[Start Provided data]

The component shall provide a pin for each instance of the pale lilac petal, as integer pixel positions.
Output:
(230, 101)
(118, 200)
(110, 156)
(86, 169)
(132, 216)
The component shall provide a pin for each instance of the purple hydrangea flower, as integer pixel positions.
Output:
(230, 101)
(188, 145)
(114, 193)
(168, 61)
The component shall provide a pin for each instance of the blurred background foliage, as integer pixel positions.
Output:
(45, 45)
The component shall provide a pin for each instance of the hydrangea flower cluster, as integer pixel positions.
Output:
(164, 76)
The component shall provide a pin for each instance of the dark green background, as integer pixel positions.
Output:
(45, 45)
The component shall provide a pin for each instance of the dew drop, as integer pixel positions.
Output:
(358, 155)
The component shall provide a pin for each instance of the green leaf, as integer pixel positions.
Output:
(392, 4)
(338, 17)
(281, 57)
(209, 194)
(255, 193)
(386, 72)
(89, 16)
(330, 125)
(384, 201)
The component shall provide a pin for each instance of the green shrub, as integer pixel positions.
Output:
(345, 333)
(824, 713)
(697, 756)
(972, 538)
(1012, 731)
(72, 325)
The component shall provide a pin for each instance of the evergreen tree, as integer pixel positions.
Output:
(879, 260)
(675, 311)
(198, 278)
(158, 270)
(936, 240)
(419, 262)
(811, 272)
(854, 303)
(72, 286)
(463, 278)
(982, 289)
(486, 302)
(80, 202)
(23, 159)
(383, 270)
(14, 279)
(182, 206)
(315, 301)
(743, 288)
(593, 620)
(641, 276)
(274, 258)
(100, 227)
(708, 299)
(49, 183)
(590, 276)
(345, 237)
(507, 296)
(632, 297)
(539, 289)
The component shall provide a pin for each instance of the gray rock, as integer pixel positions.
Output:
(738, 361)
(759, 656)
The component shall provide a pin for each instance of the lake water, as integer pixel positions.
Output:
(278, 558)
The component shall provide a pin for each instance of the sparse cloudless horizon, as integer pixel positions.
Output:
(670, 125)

[End Provided data]

- Written task:
Each line of the material should be duplicated exactly, please.

- Expected output:
The component shall provide a pin for each instance of the pale lilac petal, as integer pixel positions.
Output:
(230, 101)
(118, 200)
(110, 156)
(86, 169)
(132, 216)
The component shall provide a pin for each instance of the purple hydrangea flower, as integer pixel positions.
Output:
(230, 101)
(188, 145)
(114, 193)
(168, 61)
The component shall provide a pin for each instance of the blurred background foliage, as integer pixel positions.
Output:
(45, 45)
The component shall provide a pin for each instance of the hydrangea flower cluster, as integer pixel positions.
Output:
(164, 76)
The component shall provide a pin for each instance of the dark green background, as integer pixel positions.
Output:
(45, 45)
The component shall provide a pin for each instance of the dew drop, as integer pixel positions.
Output:
(358, 155)
The component shall provide a pin for each instance of the green leaf, as integer pixel positions.
Output:
(392, 4)
(338, 17)
(281, 57)
(209, 194)
(255, 193)
(386, 72)
(89, 16)
(330, 125)
(384, 201)
The component shall provide a pin for each instance of the green shrub, as integer pixel positions.
Output:
(345, 333)
(824, 713)
(697, 756)
(972, 538)
(1012, 731)
(72, 325)
The component shall provide a pin for each instance of the evergreen tree, as integer pixel positions.
Output:
(879, 260)
(675, 311)
(198, 278)
(158, 270)
(936, 240)
(419, 262)
(811, 272)
(854, 303)
(72, 286)
(463, 278)
(982, 289)
(486, 302)
(80, 202)
(23, 159)
(383, 270)
(14, 279)
(182, 206)
(315, 301)
(743, 288)
(593, 620)
(641, 276)
(274, 258)
(100, 227)
(708, 299)
(49, 183)
(590, 276)
(345, 237)
(507, 296)
(632, 297)
(539, 289)
The component shall provide a pin for each instance of the gray rock, as integer pixel positions.
Output:
(738, 361)
(759, 656)
The component shall provide a pin for each instance of the lake water, as integer pixel positions.
Output:
(278, 558)
The component shall provide a pin for each instance of the sparse cloudless horizon, as integer pixel positions.
Output:
(670, 125)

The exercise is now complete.